TUGAS DIKERJAKAN:
a) Menurut kutipan sumber, di jalan apa Toko Maestro berada?
b) Apakah setiap pernyataan berikut sesuai dengan kutipan sumber? Jawab ya atau tidak, lalu sertakan kata-kata penentunya dari kutipan sumber apa adanya dalam tanda petik.
(i) Jumiati berusia 49 tahun.
(ii) Toko Maestro menempati ruang seluas 10×10 meter.
(iii) Pelanggan Toko Maestro datang hanya dengan sepeda motor.
c) Ambil dari kutipan sumber bentangan teks dari "Ia adalah Jumiati" sampai dengan "dan mobil pribadi.", tanpa mengubah apa pun.

KUTIPAN SUMBER:
=======

Toko Kecil dari Poris yang Menjaga Peradaban Tembakau

Toko Maestro dikenal sebagai agen tembakau besar di wilayah Jabodetabek. Namun, siapa sangka sebelum usahanya maju seperti sekarang, toko ini dijalankan karena ketidaksengajaan dari pasangan Agus dan Jumiati. Lantas bagaimana kisahnya? Berikut liputannya.

***

Jarum jam hampir menuju pukul 10.30 WIB. Sebuah toko seluas 5×8 meter mulai beroperasi. Seorang ibu berkerudung berdiri di teras sambil menata sejumlah tumpukan kardus dan karung yang berisi tembakau kering. Dari mulutnya terdengar untaian doa. “Bismillah semoga hari ini lancar, ya Allah.”

Ia adalah Jumiati (49), pemilik Toko Tembakau “Maestro”, Poris Gaga, Kota Tangerang, Banten. Setelah menata kardus, ia langsung berjalan menuju ruang etalase. Pagi itu ia sudah ditunggu seorang pelanggannya. Ia meraih kalkulator besar. Sambil mendengar jumlah barang yang dibeli pelanggan, ia cekatan memencet tombol kalkulatornya.

“Semuanya jadi Rp52.000,” kata Jumiati dengan dialek Jawa ngapak kepada pelangganya, Jumat (8/4/2022). Toko Maestro menjual berbagai produk tembakau. Seperti tembakau kemasan, tembakau ori, alat cetak rokok linting, kertas tembakau (papir), lem papir, dan filter.

Saban hari, toko yang berada di Jalan Maulana Hasanudin Nomor 5 itu ramai dikunjungi pelanggan. Bahkan sebelum toko buka, pelanggan sudah mengantre. Mereka berasal dari Jabodetabek yang datang menggunakan sepeda motor dan mobil pribadi.

“Yang datang ke sini kebanyakan dari Jabodetabek. Bahkan, orang dari Balaraja, Ragunan, sampai orang Karawang pada belanja di sini,” kata Jumiati dengan antusias sambil melayani pelanggan.

toko maestro mojok.co
Pelanggan mengantre di Toko Maestro. (Jonathan Alfrendi/Mojok.co)

=======

ENTRI DATA:
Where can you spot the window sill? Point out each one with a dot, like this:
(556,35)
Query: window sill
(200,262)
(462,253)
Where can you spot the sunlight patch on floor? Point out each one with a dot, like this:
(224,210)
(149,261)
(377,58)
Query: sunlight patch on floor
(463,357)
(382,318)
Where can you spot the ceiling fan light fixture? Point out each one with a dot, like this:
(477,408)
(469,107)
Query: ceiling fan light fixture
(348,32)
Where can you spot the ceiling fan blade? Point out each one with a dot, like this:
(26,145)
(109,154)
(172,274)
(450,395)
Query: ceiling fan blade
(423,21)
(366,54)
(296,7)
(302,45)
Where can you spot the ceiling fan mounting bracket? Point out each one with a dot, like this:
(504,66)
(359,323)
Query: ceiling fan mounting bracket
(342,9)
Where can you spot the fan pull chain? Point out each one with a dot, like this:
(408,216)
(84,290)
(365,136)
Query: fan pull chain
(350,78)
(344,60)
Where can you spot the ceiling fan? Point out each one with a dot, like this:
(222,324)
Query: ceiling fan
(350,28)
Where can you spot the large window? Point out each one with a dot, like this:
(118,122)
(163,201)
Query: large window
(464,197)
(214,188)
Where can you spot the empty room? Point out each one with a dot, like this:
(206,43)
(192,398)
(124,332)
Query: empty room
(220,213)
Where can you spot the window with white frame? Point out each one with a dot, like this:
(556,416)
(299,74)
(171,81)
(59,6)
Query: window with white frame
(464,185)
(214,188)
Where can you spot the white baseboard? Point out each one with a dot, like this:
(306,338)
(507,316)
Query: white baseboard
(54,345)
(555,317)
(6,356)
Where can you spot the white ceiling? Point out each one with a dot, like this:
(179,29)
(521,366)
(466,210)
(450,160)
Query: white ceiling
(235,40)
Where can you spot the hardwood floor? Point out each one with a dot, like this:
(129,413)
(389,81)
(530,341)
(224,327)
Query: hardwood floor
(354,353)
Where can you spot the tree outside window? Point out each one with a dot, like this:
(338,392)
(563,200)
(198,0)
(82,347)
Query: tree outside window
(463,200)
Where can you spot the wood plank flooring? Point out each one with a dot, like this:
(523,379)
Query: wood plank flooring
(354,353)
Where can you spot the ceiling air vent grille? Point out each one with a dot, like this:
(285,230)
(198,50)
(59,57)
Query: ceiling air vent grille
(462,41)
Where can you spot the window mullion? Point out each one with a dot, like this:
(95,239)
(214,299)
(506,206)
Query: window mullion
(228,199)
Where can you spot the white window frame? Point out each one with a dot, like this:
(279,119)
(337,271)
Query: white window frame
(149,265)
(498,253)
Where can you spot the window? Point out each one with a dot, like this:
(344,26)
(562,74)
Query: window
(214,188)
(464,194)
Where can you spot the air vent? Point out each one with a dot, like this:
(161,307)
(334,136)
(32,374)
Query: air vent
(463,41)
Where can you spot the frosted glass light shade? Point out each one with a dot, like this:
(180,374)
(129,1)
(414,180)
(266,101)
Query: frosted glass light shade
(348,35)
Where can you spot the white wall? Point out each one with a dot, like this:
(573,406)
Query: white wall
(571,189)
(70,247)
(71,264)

=======

PENYELESAIAN SOAL:
a) Jalan Maulana Hasanudin Nomor 5.

b)
(i) Ya: "Ia adalah Jumiati (49)".
(ii) Tidak: "Sebuah toko seluas 5×8 meter mulai beroperasi."
(iii) Tidak: "datang menggunakan sepeda motor dan mobil pribadi."

c)
Ia adalah Jumiati (49), pemilik Toko Tembakau “Maestro”, Poris Gaga, Kota Tangerang, Banten. Setelah menata kardus, ia langsung berjalan menuju ruang etalase. Pagi itu ia sudah ditunggu seorang pelanggannya. Ia meraih kalkulator besar. Sambil mendengar jumlah barang yang dibeli pelanggan, ia cekatan memencet tombol kalkulatornya.

“Semuanya jadi Rp52.000,” kata Jumiati dengan dialek Jawa ngapak kepada pelangganya, Jumat (8/4/2022). Toko Maestro menjual berbagai produk tembakau. Seperti tembakau kemasan, tembakau ori, alat cetak rokok linting, kertas tembakau (papir), lem papir, dan filter.

Saban hari, toko yang berada di Jalan Maulana Hasanudin Nomor 5 itu ramai dikunjungi pelanggan. Bahkan sebelum toko buka, pelanggan sudah mengantre. Mereka berasal dari Jabodetabek yang datang menggunakan sepeda motor dan mobil pribadi.